↓

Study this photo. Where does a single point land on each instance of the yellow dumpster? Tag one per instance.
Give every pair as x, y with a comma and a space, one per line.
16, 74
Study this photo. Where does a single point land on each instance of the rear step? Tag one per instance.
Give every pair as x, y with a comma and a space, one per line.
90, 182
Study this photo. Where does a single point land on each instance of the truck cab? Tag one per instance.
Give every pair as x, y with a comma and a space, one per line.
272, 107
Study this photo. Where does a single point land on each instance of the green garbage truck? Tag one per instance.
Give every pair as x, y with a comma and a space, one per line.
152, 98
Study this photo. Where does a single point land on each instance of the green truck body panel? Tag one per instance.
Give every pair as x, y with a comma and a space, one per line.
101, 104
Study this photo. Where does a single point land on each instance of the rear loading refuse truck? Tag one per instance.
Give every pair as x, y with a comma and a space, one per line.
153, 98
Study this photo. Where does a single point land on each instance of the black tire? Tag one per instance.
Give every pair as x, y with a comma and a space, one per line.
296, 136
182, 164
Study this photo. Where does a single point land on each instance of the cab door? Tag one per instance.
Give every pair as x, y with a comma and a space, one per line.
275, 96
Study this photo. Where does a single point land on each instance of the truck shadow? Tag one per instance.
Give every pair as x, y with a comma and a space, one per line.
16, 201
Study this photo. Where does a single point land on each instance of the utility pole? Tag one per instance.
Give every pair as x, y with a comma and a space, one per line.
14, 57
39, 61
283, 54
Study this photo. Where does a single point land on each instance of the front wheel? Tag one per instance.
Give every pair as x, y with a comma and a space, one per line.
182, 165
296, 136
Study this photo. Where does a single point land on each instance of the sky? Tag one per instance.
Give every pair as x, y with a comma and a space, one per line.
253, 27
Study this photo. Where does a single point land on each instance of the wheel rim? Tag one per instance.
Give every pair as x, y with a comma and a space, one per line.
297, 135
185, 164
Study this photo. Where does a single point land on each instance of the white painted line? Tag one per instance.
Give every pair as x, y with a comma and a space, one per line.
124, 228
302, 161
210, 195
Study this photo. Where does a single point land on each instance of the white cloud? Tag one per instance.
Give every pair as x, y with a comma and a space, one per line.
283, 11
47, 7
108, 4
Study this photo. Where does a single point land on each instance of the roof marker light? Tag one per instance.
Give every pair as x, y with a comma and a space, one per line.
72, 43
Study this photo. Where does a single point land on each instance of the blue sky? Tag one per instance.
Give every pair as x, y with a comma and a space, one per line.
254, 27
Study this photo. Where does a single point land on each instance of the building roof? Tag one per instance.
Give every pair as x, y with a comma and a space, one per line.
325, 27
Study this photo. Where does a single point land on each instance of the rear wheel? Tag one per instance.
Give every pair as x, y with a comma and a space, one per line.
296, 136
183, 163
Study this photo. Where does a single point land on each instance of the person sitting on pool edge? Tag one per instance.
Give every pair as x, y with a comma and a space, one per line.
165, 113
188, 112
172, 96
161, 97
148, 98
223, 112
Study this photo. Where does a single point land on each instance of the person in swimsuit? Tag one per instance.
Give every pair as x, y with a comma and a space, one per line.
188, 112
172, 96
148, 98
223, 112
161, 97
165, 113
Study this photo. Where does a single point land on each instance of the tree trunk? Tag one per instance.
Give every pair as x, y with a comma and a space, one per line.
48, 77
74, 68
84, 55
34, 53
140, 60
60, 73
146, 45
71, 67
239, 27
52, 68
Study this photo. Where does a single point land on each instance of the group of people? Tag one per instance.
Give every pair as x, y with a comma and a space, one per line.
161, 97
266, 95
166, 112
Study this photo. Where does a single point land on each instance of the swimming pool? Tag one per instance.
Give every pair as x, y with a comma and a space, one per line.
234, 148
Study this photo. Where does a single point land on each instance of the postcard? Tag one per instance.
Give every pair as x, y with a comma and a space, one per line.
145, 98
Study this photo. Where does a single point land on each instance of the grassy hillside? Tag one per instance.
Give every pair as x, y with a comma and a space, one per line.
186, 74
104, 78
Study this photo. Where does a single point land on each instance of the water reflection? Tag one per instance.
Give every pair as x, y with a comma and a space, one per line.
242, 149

↑

▶ _Goal of the exercise_:
Please give back, exactly as it stands above, the stretch from the line with "pool? Tag one per instance." through the line with "hillside? Tag one per instance.", and no line outside it.

▶ _Output of the exercise_:
Study this photo. Where does a single point land on each instance of the swimming pool? Tag one per instance.
Give every pair as x, y with a comma and a space, one per line.
234, 148
Study this photo. Where does a single point land on each instance of the postcard? Tag one per instance.
Give every pair as x, y with a comma and a space, one per line.
145, 98
Study this photo. Where does a single point land on each instance of the grassy hillside? Tag one per instance.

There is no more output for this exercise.